Document section –
==========

Nerd culture shouldn't be singled out solely because it's "lame". You're talking about s fraction of the whole. My point is that this article could have been written about any cultural sub class, and people would be just as offended.

The reason I think nerd culture is so prominent and accepted now is because of online access. Let's be honest: how many of these alleged nerds you are pointing to had any friends ( in real life) to indulge their interests and engage them socially prior to the Internet, without feeling singled out? A very, very small number. And some of them come from very remote or small town/small minded places, where being "different" in any manner; liking comics/games/scifi etc is seen as just as "wrong" as being gay, being not white, etc. So telling them to let their interests die, what they love and find comfort in, something that may have taken them years to come to terms with and realize that it was OK to be different and indulge their own interests and not give a fuck what others think... Telling them that they need to abandon what they love and have become passionate about is not going to go over smoothly.

This is why despite science, there is still religion. Despite cold hard facts about food health/safety, there are still people with eating disorders. People will obsess and overindulge things that make them feel good and right with themselves. Taken to an extreme it can be very unhealthy, but in moderation it can make for a well balanced person. If we all became a blank slate and didnt have an interest that we invested time/money/emotion into, no one would have anything to talk about and the world would be incredibly boring.

==========

Given data –
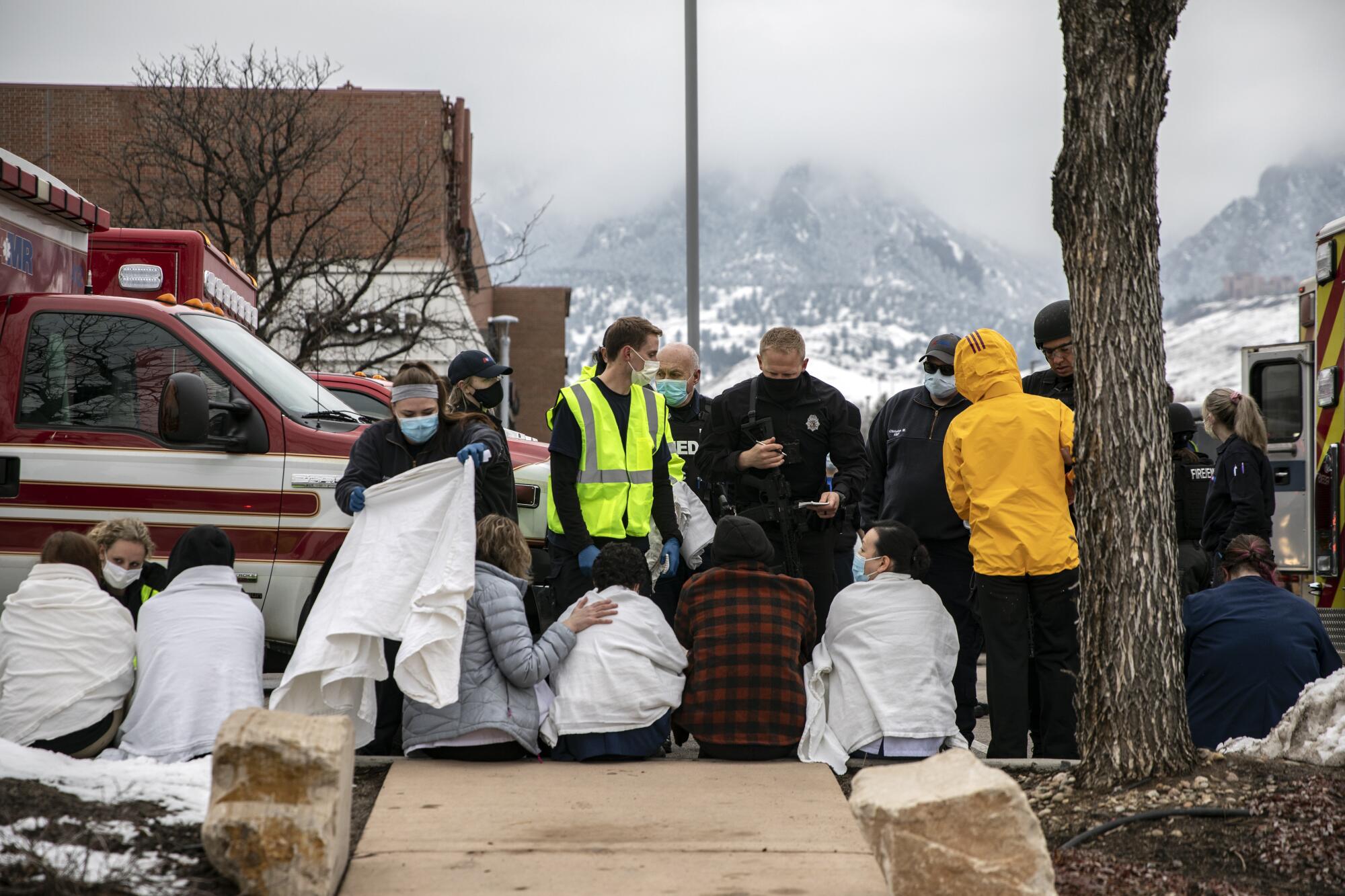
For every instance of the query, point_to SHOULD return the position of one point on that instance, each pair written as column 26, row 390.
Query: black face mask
column 492, row 396
column 782, row 391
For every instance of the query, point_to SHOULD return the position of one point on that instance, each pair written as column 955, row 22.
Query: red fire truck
column 131, row 384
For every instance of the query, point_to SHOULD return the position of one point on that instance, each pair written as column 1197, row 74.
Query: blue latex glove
column 587, row 559
column 477, row 451
column 673, row 555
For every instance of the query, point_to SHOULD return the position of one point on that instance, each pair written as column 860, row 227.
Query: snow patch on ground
column 182, row 788
column 1313, row 731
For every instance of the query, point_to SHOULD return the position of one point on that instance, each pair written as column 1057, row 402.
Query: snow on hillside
column 1204, row 343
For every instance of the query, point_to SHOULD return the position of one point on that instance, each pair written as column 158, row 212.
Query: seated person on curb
column 502, row 693
column 200, row 650
column 748, row 633
column 124, row 551
column 880, row 684
column 617, row 690
column 67, row 653
column 1250, row 649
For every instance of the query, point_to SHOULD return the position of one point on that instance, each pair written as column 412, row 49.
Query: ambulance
column 132, row 384
column 1299, row 388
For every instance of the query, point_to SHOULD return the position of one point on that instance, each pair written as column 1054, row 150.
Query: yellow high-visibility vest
column 615, row 482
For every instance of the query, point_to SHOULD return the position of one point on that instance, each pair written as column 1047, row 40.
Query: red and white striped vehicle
column 131, row 384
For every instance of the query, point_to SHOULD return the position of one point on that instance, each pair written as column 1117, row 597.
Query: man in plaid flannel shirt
column 748, row 634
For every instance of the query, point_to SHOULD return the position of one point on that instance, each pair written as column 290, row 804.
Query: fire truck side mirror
column 185, row 409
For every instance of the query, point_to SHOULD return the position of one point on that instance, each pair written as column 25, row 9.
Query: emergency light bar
column 141, row 278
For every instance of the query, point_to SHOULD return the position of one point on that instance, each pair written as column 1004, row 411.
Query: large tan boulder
column 279, row 818
column 952, row 825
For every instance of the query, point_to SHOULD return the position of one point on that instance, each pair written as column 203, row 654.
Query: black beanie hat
column 201, row 546
column 739, row 538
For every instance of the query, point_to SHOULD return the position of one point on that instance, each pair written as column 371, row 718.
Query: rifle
column 778, row 507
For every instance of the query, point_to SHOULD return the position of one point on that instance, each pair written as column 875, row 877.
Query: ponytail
column 1238, row 413
column 900, row 544
column 1252, row 552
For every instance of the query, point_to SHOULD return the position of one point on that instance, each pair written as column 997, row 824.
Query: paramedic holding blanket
column 610, row 462
column 420, row 432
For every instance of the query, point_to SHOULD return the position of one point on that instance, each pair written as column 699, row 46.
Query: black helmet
column 1052, row 322
column 1180, row 419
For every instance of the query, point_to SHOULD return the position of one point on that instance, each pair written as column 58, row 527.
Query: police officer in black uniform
column 1192, row 474
column 689, row 415
column 1054, row 337
column 1056, row 342
column 769, row 440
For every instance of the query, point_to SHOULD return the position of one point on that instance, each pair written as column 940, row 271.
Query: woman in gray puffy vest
column 502, row 693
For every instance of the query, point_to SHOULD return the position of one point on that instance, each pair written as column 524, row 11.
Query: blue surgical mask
column 941, row 386
column 857, row 569
column 672, row 389
column 419, row 430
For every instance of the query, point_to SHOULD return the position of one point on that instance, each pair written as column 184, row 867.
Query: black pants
column 1031, row 622
column 950, row 576
column 508, row 751
column 817, row 556
column 747, row 752
column 388, row 698
column 568, row 581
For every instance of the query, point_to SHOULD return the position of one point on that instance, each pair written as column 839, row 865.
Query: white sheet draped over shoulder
column 884, row 669
column 406, row 572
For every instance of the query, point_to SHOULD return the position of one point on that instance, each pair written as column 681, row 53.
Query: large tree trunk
column 1132, row 697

==========

Task set –
(1) In the comment on nerd culture, what reason does the writer give for nerd culture being so prominent and accepted now?
(2) Retype, character for character, the part of the comment on nerd culture that opens with the words containing "Nerd culture shouldn't" and closes with "just as offended.".

Expected outputs –
(1) Online access.

(2)
Nerd culture shouldn't be singled out solely because it's "lame". You're talking about s fraction of the whole. My point is that this article could have been written about any cultural sub class, and people would be just as offended.